- _TEXTE PRÉSENTÉ_
Au soir des élections présidentielles du 25 mars 2012, le peuple sénégalais était en train d’écrire une nouvelle et belle page de son histoire politique en élisant à la magistrature suprême un sénégalais né après les indépendances. A travers le vote massif des jeunes et des femmes, le peuple sénégalais avait envoyé un message clair aux hommes politiques en manifestant une volonté de changement et de renouveau de notre système politique alors vieux de 52 ans. En effet, le peuple sénégalais avait en réalité adhéré en masse à la vision et à l’ambition du nouveau Président élu symbolisées par l’espoir (Yakaar) de bâtir un Sénégal nouveau avec des hommes et femmes de valeur et compétents pour lancer définitivement les bases d’une nation prospère et solidaire selon les principes de justice et d’égalité entre les sénégalais de tous horizons. A votre accession à la magistrature suprême en 2012, nombre de sénégalaises et sénégalais avaient été séduits et galvanisés par vos discours au cœur desquels vous avez toujours placé des slogans fort prestigieux et rassurants pour le peuple comme « la patrie avant le parti » et « la gouvernance sobre et vertueuse ». Le peuple sénégalais vous attendait autour de trois chantiers importants : i) la bonne gouvernance et la consolidation de l’Etat de droit par le renforcement de nos institutions pour redresser un pouvoir de l’Etat affaissé ; ii) le développement d’un capital humain et social à travers l’amélioration de notre système éducatif, sanitaire et de couverture sociale ; iii) la réduction de la pauvreté et la lutte contre le chômage massif en créant des emplois pour les jeunes et les femmes pour accroître le pouvoir d’achat des ménages. D’ailleurs, certains éléments de ces différents chantiers figurent dans votre Plan Sénégal Emergent (PSE).

- _CONSIGNE DONNÉE 1_
Répondez à ces questions sur le texte sur l'élection de 2012 :
(a) À quelle date se sont tenues les élections présidentielles ?
(b) Quels deux slogans le texte cite-t-il parmi ceux des discours du Président ?
(c) Dans quel plan figurent certains éléments des trois chantiers ?
- _CONSIGNE DONNÉE 2_
Rédigez la suite du texte sur l'élection de 2012, en partant de sa dernière phrase.
Les données n'ont aucun lien avec le texte sur l'élection de 2012.

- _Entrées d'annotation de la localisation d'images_
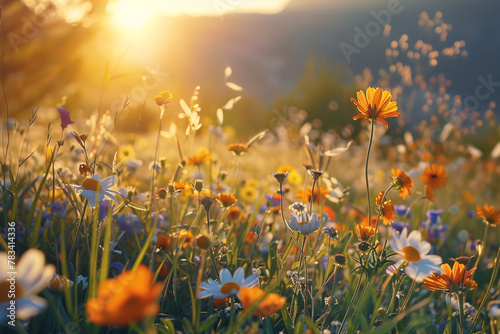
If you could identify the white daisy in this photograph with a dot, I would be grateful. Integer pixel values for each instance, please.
(413, 252)
(95, 190)
(229, 285)
(31, 278)
(304, 223)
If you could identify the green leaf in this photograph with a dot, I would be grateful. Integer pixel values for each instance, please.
(286, 319)
(310, 325)
(341, 246)
(186, 325)
(272, 260)
(208, 323)
(169, 325)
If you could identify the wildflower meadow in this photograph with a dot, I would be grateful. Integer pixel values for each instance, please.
(379, 219)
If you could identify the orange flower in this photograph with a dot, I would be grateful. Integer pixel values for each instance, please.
(199, 158)
(387, 212)
(364, 232)
(375, 105)
(451, 280)
(189, 241)
(233, 213)
(317, 192)
(226, 199)
(434, 176)
(285, 168)
(237, 149)
(380, 195)
(180, 185)
(130, 297)
(402, 182)
(163, 98)
(489, 214)
(270, 304)
(164, 242)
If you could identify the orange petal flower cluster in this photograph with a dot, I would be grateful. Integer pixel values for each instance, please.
(451, 280)
(489, 214)
(364, 232)
(402, 182)
(237, 149)
(270, 304)
(376, 105)
(434, 177)
(226, 199)
(199, 158)
(128, 298)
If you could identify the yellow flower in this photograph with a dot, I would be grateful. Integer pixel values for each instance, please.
(130, 297)
(364, 232)
(375, 105)
(451, 280)
(402, 182)
(226, 199)
(294, 178)
(237, 149)
(434, 177)
(248, 194)
(125, 151)
(162, 98)
(489, 214)
(199, 158)
(272, 303)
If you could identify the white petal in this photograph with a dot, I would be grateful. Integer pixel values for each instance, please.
(239, 276)
(3, 266)
(424, 247)
(225, 276)
(251, 281)
(44, 280)
(91, 197)
(338, 150)
(29, 307)
(109, 182)
(414, 238)
(30, 268)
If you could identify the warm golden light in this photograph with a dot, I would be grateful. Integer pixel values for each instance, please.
(132, 14)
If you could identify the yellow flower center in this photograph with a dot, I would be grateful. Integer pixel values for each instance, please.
(228, 287)
(6, 289)
(92, 184)
(411, 254)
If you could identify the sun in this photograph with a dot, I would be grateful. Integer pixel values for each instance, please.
(132, 14)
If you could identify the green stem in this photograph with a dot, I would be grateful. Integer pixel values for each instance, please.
(354, 296)
(366, 173)
(483, 249)
(460, 298)
(488, 289)
(412, 287)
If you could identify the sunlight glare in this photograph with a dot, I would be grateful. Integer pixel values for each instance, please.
(132, 14)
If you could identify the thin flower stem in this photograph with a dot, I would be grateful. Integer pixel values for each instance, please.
(483, 249)
(284, 220)
(354, 296)
(379, 213)
(460, 298)
(488, 289)
(411, 206)
(412, 287)
(366, 173)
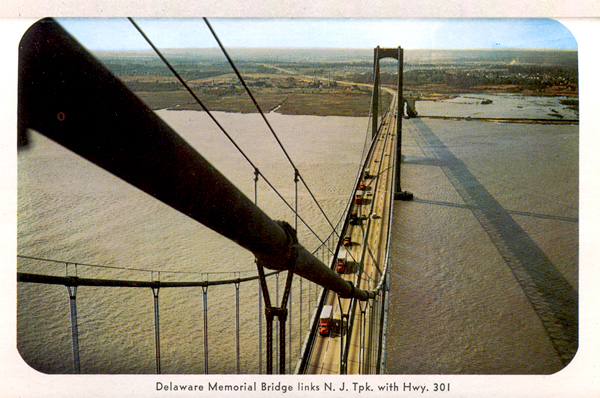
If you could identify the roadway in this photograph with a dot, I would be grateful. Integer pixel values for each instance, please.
(365, 262)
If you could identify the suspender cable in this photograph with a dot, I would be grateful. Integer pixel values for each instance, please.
(266, 121)
(189, 90)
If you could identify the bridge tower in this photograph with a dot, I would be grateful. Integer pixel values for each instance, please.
(396, 53)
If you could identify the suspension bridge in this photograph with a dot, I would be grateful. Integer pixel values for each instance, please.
(131, 142)
(337, 322)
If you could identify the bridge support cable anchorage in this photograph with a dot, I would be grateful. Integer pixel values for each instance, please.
(242, 81)
(398, 54)
(129, 140)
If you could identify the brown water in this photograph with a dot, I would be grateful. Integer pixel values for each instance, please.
(485, 272)
(72, 211)
(455, 307)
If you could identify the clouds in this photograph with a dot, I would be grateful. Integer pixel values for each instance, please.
(119, 34)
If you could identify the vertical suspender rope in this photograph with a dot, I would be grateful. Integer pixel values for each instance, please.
(237, 327)
(205, 316)
(265, 120)
(210, 115)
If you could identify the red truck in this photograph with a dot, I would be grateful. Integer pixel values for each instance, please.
(326, 320)
(347, 241)
(341, 264)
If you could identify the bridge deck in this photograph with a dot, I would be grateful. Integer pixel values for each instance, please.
(368, 248)
(485, 257)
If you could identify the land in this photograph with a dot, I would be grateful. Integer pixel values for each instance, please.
(337, 82)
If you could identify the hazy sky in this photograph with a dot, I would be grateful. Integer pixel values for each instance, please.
(119, 33)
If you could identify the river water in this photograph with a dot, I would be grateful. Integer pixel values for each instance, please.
(70, 210)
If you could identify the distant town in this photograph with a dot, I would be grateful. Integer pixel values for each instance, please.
(336, 82)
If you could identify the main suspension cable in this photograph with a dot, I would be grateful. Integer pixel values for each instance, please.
(241, 79)
(189, 90)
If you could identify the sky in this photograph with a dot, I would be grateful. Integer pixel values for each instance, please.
(100, 34)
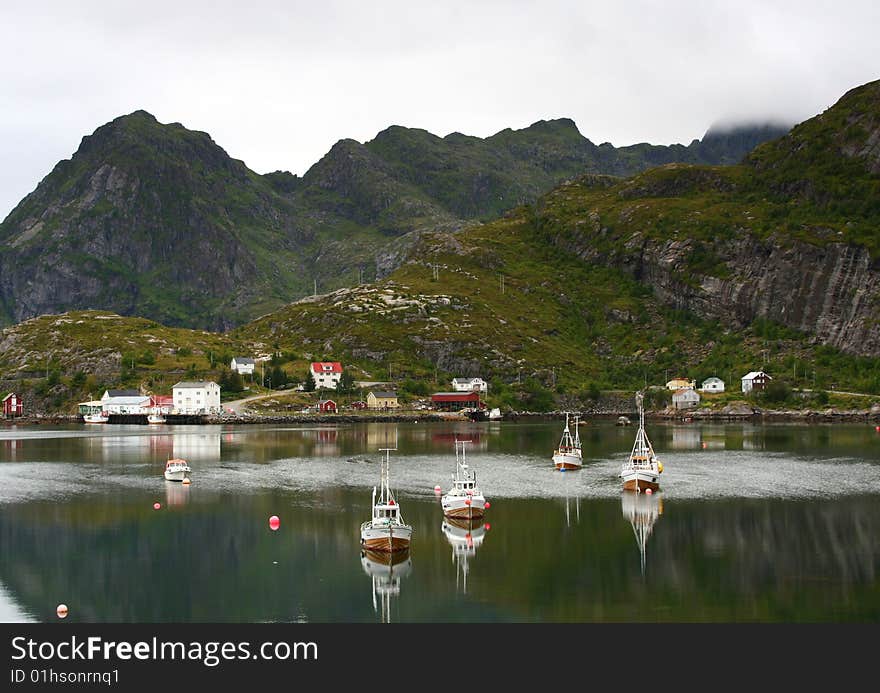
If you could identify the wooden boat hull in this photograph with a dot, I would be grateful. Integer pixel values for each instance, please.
(455, 506)
(640, 480)
(386, 539)
(565, 460)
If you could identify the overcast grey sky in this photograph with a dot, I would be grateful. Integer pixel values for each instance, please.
(277, 82)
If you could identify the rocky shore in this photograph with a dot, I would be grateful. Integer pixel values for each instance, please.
(733, 412)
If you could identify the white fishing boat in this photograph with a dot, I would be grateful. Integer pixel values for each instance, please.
(464, 499)
(177, 469)
(641, 471)
(96, 417)
(464, 536)
(567, 454)
(386, 530)
(386, 570)
(642, 511)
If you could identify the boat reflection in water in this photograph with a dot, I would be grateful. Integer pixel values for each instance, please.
(464, 536)
(176, 494)
(642, 511)
(386, 569)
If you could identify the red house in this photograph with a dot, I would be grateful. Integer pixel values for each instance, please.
(12, 405)
(453, 401)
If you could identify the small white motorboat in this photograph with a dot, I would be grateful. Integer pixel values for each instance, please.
(386, 530)
(464, 500)
(177, 469)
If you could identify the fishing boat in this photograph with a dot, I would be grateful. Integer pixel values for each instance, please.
(642, 469)
(464, 499)
(96, 417)
(386, 570)
(386, 530)
(568, 454)
(177, 469)
(642, 511)
(464, 536)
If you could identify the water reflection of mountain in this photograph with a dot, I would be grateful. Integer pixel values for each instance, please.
(386, 570)
(464, 536)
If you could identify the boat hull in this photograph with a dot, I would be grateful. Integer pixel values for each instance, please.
(640, 480)
(455, 506)
(386, 539)
(567, 460)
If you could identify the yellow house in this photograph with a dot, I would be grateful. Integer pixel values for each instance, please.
(382, 400)
(681, 384)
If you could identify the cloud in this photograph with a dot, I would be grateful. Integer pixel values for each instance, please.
(277, 83)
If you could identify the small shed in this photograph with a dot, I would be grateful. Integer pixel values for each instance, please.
(12, 405)
(379, 399)
(755, 380)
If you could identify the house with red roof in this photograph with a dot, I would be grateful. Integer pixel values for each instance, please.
(326, 373)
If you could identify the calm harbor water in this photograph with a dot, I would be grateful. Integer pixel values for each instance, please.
(753, 523)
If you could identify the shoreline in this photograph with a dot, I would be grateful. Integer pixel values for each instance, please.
(756, 416)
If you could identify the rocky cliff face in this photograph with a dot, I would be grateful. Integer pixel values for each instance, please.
(790, 237)
(157, 220)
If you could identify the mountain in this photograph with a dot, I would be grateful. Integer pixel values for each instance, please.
(156, 220)
(601, 282)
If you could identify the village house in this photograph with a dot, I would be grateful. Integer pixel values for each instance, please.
(681, 384)
(124, 402)
(686, 398)
(201, 397)
(12, 405)
(469, 385)
(382, 400)
(755, 380)
(455, 401)
(326, 374)
(326, 406)
(243, 365)
(712, 384)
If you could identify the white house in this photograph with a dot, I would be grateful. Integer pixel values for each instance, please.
(327, 373)
(712, 384)
(243, 365)
(124, 402)
(686, 398)
(196, 397)
(469, 385)
(755, 380)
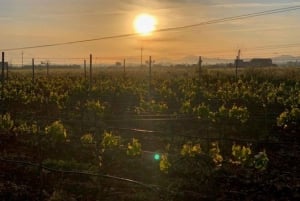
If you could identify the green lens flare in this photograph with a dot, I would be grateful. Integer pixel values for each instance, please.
(156, 156)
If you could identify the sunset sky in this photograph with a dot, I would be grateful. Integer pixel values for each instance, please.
(41, 22)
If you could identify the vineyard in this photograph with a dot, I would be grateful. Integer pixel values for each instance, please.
(174, 136)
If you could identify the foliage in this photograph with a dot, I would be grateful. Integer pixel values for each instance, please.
(164, 163)
(261, 160)
(87, 138)
(6, 122)
(191, 150)
(56, 132)
(289, 118)
(109, 140)
(214, 153)
(241, 154)
(134, 148)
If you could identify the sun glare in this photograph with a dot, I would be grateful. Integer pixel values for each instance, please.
(144, 24)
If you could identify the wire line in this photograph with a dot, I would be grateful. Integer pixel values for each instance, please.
(177, 28)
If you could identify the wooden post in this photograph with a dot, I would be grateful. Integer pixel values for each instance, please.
(7, 72)
(150, 74)
(2, 85)
(124, 62)
(141, 56)
(47, 65)
(200, 65)
(32, 70)
(2, 73)
(237, 63)
(84, 66)
(91, 65)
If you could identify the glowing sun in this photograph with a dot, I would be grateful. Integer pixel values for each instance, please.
(144, 24)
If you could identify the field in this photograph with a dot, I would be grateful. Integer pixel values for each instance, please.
(178, 134)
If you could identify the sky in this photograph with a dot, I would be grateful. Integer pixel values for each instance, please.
(40, 22)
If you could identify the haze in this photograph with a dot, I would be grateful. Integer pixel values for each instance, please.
(38, 22)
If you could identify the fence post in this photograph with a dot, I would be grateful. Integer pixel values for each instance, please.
(47, 65)
(2, 85)
(237, 63)
(84, 66)
(2, 73)
(150, 74)
(91, 73)
(32, 70)
(124, 63)
(200, 64)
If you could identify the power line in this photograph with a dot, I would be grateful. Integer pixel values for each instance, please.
(177, 28)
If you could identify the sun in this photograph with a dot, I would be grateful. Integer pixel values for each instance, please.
(144, 24)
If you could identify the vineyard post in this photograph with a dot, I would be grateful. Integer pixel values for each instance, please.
(47, 65)
(200, 64)
(2, 85)
(33, 70)
(2, 74)
(237, 63)
(7, 72)
(84, 66)
(150, 62)
(91, 73)
(124, 63)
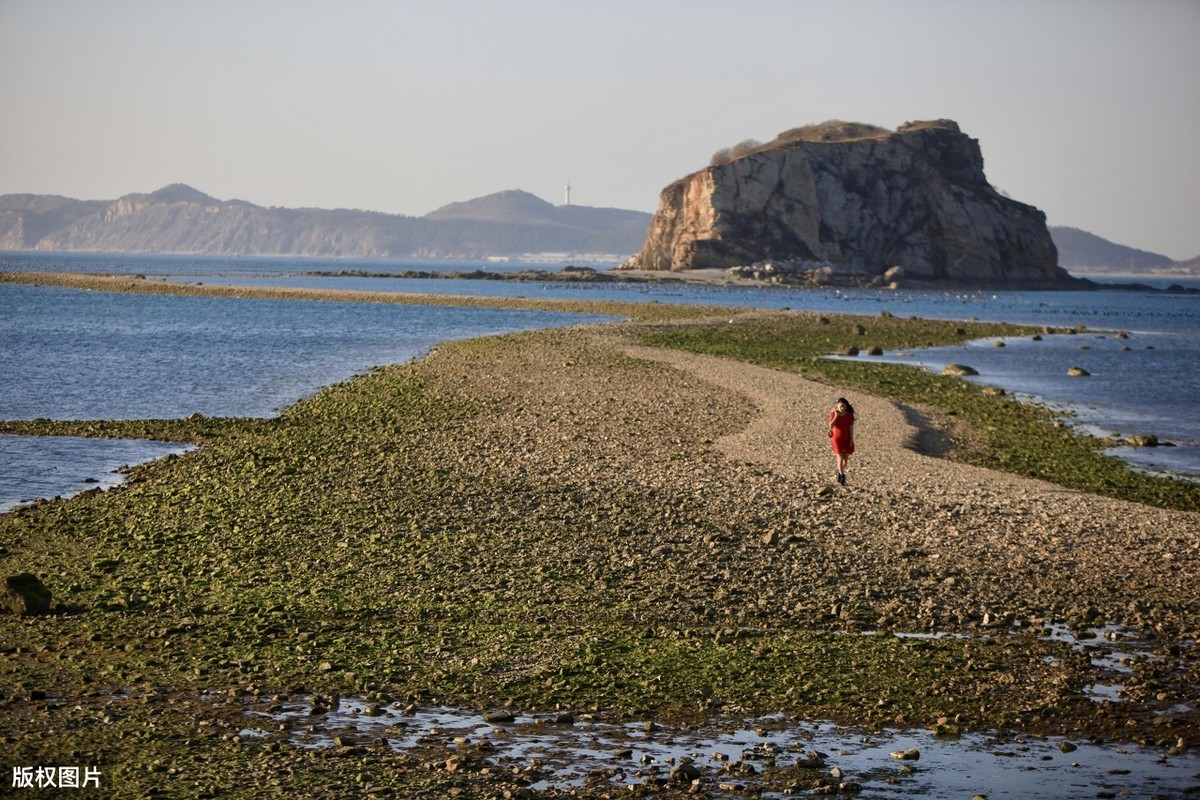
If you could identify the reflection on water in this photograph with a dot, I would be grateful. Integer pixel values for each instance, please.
(733, 755)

- _RÉPONSE FINALE 1_
(a) Le 25 mars 2012.
(b) « la patrie avant le parti » et « la gouvernance sobre et vertueuse ».
(c) Dans le Plan Sénégal Emergent (PSE).

- _RÉPONSE FINALE 2_
Quand le peuple observe et laisse faire
Mais Monsieur le Président, au lieu de satisfaire l’aspiration profonde du peuple sénégalais au changement et à la rupture dans la manière de gouverner les concitoyens, vous avez préféré résoudre la demande sociale des politiciens en encourageant la transhumance d’hommes politiques dont certains symbolisent le rejet et le dédain aux yeux de nombre de sénégalais. D’ailleurs, l’histoire politique montre que tous les présidents ayant misé sur la transhumance pour un nouveau mandat ont perdu les échéances électorales suivantes comme c’est le cas pour Abdou Diouf et Abdoulaye Wade. Si l’apport des transhumants était déterminant, ces derniers n’auraient jamais perdu le pouvoir. La transhumance qualifiable à une tragédie politique et sociale est la marque ultime du manque de fidélité à ses convictions et valeurs propres et de renonciation à ses idéaux politiques. Cet état de fait me désole si le ralliement ou le soutien à votre action doit se monnayer sur le dos du contribuable sénégalais. Monsieur le Président, votre élection en 2012 n’est pas le fait des hommes politiques mais l’aspiration profonde du peuple sénégalais au changement qui a cru en vous en et en votre projet de société qui faisait rêver en ce sens qu’il pouvait mettre le Sénégal sur un nouveau piédestal et susciter une fierté nationale. Les leçons tirées de notre passé politique récent n’ont apparemment pas servi à changer fondamentalement la mentalité des hommes politiques et la manière de conduire la chose publique. Mais le peuple observe, laisse faire et sanctionne toujours au moment opportun le parti au pouvoir qui favorise les intérêts politiques au détriment de la préservation d’un certain nombre de principes et valeurs morales et éthiques. Il est illusoire de bâtir un pays prospère et souverain sans des hommes et femmes de valeurs et de conviction. Ce beau peuple et digne n’est plus conditionné par le bon vouloir des hommes politiques mais il fait son choix en toute conscience à l’occasion des élections. Le peuple croît à des vertus et des valeurs que les hommes politiques souhaitant le diriger doivent incarner.
Ces anciens dinosaures qui empêchent la rupture !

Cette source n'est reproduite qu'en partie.